*** PROVIDED PASSAGE Section Begins ***
= Trout Run (retreat) =

Private and presidential retreat in Maryland

Trout Run is a property in the Catoctin Mountains near Thurmont, Maryland, that was visited on several occasions by Presidents Herbert Hoover, Franklin Delano Roosevelt and Dwight Eisenhower. Originally called Catoctin Lodge, it is located about 4 mi away from the presidential retreat at Camp David and was established by one of Hoover's senior aides. It subsequently became the property of the family of a senior State Department official, who owned it for nearly 70 years, before it was acquired in 2013 by an arm of the Church of Scientology. It became the focus of controversy in 2015 when the controversial Narconon drug rehabilitation program, an offshoot of Scientology, sought to turn it into a facility for treating drug addicts despite considerable local opposition.

==History==
The site was originally owned by Lancelot Jacques, who invited President Herbert Hoover to fish in Little Hunting Creek in the 1920s. Jacques sold around 1500 acre of the property in 1929 to Lawrence Richey, one of the two Secretaries to the President under Herbert Hoover (1929–1933). He constructed a main lodge, which he named Richey Lodge, and several cabins, one of which was later named after Hoover. The president visited several times to enjoy the trout fishing, which was said to be some of the best in the state. Franklin Delano Roosevelt and Dwight Eisenhower also visited, although none of the three presidents stayed there.

Of the original property, 453 acre were purchased in 1945 by Washington, D.C., Cadillac dealer Floyd Akers, who had previously leased it from Richey. Under Akers' ownership, several more stone cabins were built along with a stone pathway and ramps. He hosted a variety of celebrities, including Clark Gable, Claudette Colbert, Bette Davis and James Cagney.

It subsequently passed to his daughter Tomajean and her husband, the former high-ranking official Howard Haugerud. They owned the property for around 60 years; Howard Haugerud used it for nine years as the headquarters of the U.S. military newspaper Stars and Stripes, which he owned. However, plans to develop it fell through because the rocky terrain of the property made it impossible to install the extra septic systems needed.

Haugerud sought to sell the property for $20 million in 2003, putting it up for auction after failing to sell it through conventional channels. According to the property's caretaker for 30 years, Louise Barry, Haugerud exaggerated the property's historic importance in order to boost its sale value. A wooden bridge across the creek that bears a sign saying "FDR Bridge" was in fact built in the 1980s, while the ramps were built not for Roosevelt's wheelchair but for golf carts, years after the president's death. Haugerud decided to withdraw it from sale half an hour after the bidding was due to start and his realtors announced that he was considering whether to contest the 2004 United States Presidential Election as an independent: "If elected, he has promised to supply his own Camp David in the form of Trout Run at no expense to the government, thus insuring the savings of millions of dollars for the stressed out tax payers."
*** PROVIDED PASSAGE Section Ends ***
In two sentences, what does the Trout Run article cover? The listing that comes next is from a separate, unrelated source.
*** DATA SEGMENT Section Begins ***
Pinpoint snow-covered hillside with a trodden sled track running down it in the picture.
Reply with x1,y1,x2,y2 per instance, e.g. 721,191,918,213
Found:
*** DATA SEGMENT Section Ends ***
__OUTPUT__: Trout Run is a property in the Catoctin Mountains near Thurmont, Maryland, established by Hoover aide Lawrence Richey and visited by Presidents Herbert Hoover, Franklin Delano Roosevelt and Dwight Eisenhower, though none of them stayed there. It later passed to Floyd Akers and then to his daughter Tomajean and her husband Howard Haugerud, was acquired in 2013 by an arm of the Church of Scientology, and drew controversy in 2015 when Narconon sought to turn it into a drug treatment facility despite considerable local opposition.